Exercise:
Rewrite all of the material below with every occurrence of "field scouting sheet" replaced by "wildlife survey log", keeping everything else the same. Leave the pictures out of your answer.

::: Records to use

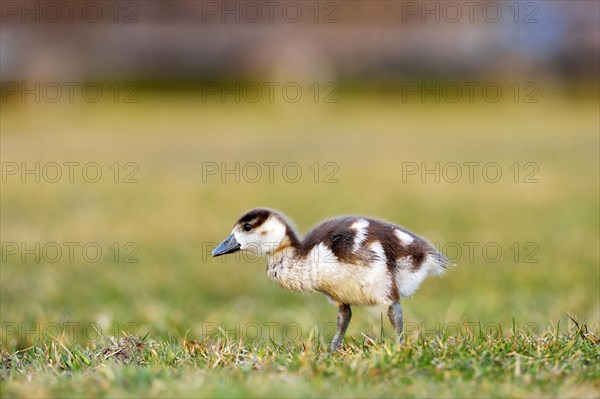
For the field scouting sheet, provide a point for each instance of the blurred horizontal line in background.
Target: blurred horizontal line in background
(310, 40)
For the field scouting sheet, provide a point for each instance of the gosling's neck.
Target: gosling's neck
(291, 272)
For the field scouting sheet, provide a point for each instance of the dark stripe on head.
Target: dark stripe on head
(256, 217)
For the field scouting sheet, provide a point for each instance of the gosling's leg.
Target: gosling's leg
(343, 320)
(395, 315)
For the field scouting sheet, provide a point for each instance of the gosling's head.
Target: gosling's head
(261, 231)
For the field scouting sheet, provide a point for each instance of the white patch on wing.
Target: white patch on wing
(409, 280)
(351, 284)
(361, 233)
(404, 237)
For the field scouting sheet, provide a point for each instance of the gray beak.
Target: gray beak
(226, 247)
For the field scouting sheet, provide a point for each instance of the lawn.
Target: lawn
(126, 253)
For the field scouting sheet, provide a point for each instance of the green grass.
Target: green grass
(554, 363)
(57, 317)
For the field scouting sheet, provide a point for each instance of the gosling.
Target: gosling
(354, 261)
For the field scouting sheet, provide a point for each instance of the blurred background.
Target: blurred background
(133, 134)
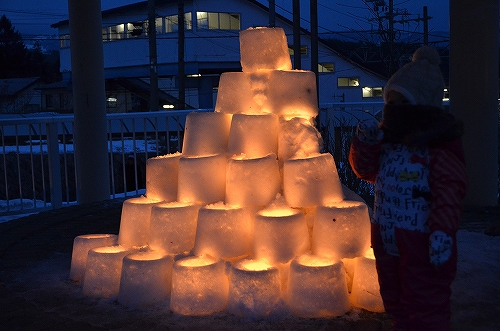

::::::

Exercise result:
For the wildlife survey log, provide a point for each instance of the blurred horizontal line in background.
Target: blurred horizontal line in background
(310, 40)
For the wildlife survey log, provide a point for each instance of the gosling's neck.
Target: gosling's neck
(291, 272)
For the wildlife survey log, provide a point for each instance of the dark stripe on head.
Target: dark stripe on head
(256, 217)
For the wildlife survey log, provide a point for each instance of the gosling's leg.
Target: gosling's leg
(343, 320)
(395, 315)
For the wildlife survey log, provide a point for each instance of the gosling's head.
Target: gosling's head
(261, 231)
For the wildlife survey log, provide a point for each instance of the white patch on wing.
Target: white patch on wing
(409, 280)
(351, 284)
(361, 233)
(404, 237)
For the wildlife survey log, provide a point for each instance of the gray beak.
Target: gray beak
(226, 247)
For the wildlife survey log, provide a point for each instance of the lawn.
Target: lawn
(126, 253)
For the wildlife survey log, provide a point for each instance of the green grass.
Target: green grass
(554, 363)
(57, 317)
For the wildlife survey log, provide a point for each instance of the gosling.
Target: gosling
(354, 261)
For the wildlife survey log, provide a point for each instance of the blurred background.
Target: blurred background
(133, 134)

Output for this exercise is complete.